Supplied text
╔══
Keep Cold and Carry On

Book Review — The Wall by John Lanchester

Andrew Smith
4 min readNov 14, 2019

Catastrophic sea level rises. A wall to keep out “Others”. Generational conflict.

Photo by Vincent Guth on Unsplash

This is what Britain has to look forward to in the next few decades, according to John Lanchester’s intriguing novel, The Wall.

The plot is a simple one but — as I commented in a review of Robert Harris’s The Second Sleep, which covers similar ground in a far less successful way — that simplicity is a strength. Lanchester spends very little time describing how these characters and their society have ended up in this mess. He’s far more interested in the mundane details of living in this world, and how readily we can acclimatise to extreme situations.
╚══
Information supplied
╔══
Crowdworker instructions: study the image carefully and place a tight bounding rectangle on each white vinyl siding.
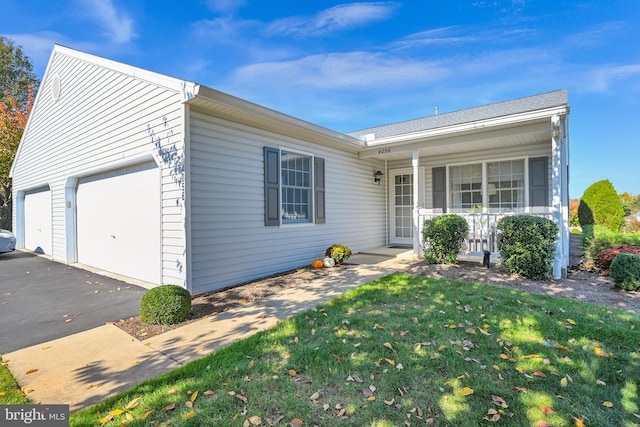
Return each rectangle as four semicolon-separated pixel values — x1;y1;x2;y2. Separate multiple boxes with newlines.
╚══
Pick up the review of The Wall after its last sentence and extend it by a few more paragraphs.

Response
The novel centres on the Everyman Kavanagh, his lover Hifa and their fellow Defenders on a particular stretch of the National Coastal Defence Structure — more commonly known as “the Wall”. The Wall encircles Britain and was built at some point in the recent past to defend the nation from “Others”, who are increasingly desperate to find a home on dry land after climate change has turned Earth into something resembling Kevin Costner’s Waterworld.

These twenty-somethings are responsible for defending their section for a period of two years. They have no choice in the matter and if they fail in their defence and allow Others to make it over the Wall, an equivalent number of Defenders will be put to sea as punishment, regardless of their fault.

It’s a terrifying prospect but The Wall shows it’s possible to be scared and mind-numbingly bored at the same time. You may need to fight to the death at any moment but that doesn’t stop you from also being cold, hungry, tired, and resentful of an older generation whose selfishness has dumped you in this mess.

The novel has plenty to say about the Self/Other dichotomy and suggests the boundary between the two categories is permeable. It’s a pretty obvious point and one that doesn’t really get developed in any meaningful way.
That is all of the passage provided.